EXERCISE BRIEF
Print each of the entries exactly, leaving nothing out.

start DATASET RECORDS

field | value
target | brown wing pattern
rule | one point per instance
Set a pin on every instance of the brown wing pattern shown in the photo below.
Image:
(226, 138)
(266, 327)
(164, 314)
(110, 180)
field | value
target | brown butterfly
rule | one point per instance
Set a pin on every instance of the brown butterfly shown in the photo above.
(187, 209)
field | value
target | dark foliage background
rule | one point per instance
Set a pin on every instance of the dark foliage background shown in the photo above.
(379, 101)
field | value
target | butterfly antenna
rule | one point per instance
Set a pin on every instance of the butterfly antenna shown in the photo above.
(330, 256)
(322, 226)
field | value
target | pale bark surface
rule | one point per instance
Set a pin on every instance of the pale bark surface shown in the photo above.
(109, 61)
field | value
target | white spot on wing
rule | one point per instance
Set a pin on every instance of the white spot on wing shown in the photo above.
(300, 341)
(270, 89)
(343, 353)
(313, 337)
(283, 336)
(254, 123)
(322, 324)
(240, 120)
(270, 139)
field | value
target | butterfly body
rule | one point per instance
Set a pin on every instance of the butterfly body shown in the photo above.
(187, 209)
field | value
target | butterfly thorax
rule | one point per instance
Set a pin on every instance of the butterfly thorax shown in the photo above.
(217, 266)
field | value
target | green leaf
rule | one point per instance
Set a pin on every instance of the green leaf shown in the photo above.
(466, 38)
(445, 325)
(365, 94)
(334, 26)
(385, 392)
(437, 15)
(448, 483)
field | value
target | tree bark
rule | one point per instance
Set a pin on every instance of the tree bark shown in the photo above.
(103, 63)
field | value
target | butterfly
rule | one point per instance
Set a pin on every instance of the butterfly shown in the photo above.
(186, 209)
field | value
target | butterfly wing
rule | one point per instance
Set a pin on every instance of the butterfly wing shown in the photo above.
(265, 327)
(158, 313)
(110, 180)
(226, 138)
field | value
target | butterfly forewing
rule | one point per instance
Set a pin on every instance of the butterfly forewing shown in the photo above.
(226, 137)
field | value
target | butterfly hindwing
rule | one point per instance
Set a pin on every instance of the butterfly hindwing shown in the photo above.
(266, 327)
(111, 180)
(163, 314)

end DATASET RECORDS

FULL ANSWER
field | value
target | brown wing pattern
rule | one point per instance
Set a pin on every instance of the brown wing pattern shown in the photo below.
Image:
(226, 138)
(266, 327)
(164, 314)
(110, 180)
field | value
target | brown butterfly
rule | one point per instance
Set a pin on every instance of the brown butterfly shown in the photo above.
(187, 209)
field | value
target | dark foliage background
rule | one point per instance
Set a pin on every instance of the dark foliage background shown in the photo above.
(379, 101)
field | value
target | butterfly antenna
rule | one point per instance
Set a pin on every instance of the butterfly antenna shown in the photo above.
(330, 256)
(322, 226)
field | value
target | pale bark surface
rule | one point per instance
Set a pin on every instance of the pale bark surface shown in the photo above.
(109, 61)
field | value
target | white spot on wing
rule | one point per instance
Set a pin on every instance of the white spot on wing shown in the photo above.
(300, 341)
(270, 89)
(343, 353)
(313, 337)
(283, 336)
(254, 123)
(322, 324)
(240, 120)
(270, 139)
field | value
target | butterfly body
rule | one point per instance
Set a pin on every instance of the butterfly body shown in the photo above.
(187, 209)
field | value
target | butterfly thorax
rule | one point per instance
Set a pin on every instance of the butterfly thorax shown in the photo above.
(217, 266)
field | value
target | green leaf
rule | one point per instance
Set a pin on every instance of the green leaf shown in the photo above.
(466, 38)
(445, 325)
(365, 94)
(334, 26)
(385, 392)
(437, 15)
(448, 483)
field | value
target | tree bark
rule | one point per instance
Set a pin on every instance of the tree bark shown in the photo above.
(103, 63)
field | value
target | butterfly
rule | one point per instance
Set a pin on every instance of the butterfly shown in the photo above.
(186, 209)
field | value
target | butterfly wing
rule | one point per instance
Set a pin on every instance of the butterfly wing shown in the photo above.
(265, 327)
(158, 313)
(110, 180)
(226, 138)
field | value
target | butterfly forewing
rule | one point per instance
Set a pin on every instance of the butterfly forewing shown in the photo above.
(226, 137)
field | value
target | butterfly hindwing
rule | one point per instance
Set a pin on every instance of the butterfly hindwing shown in the photo above.
(266, 327)
(111, 180)
(163, 314)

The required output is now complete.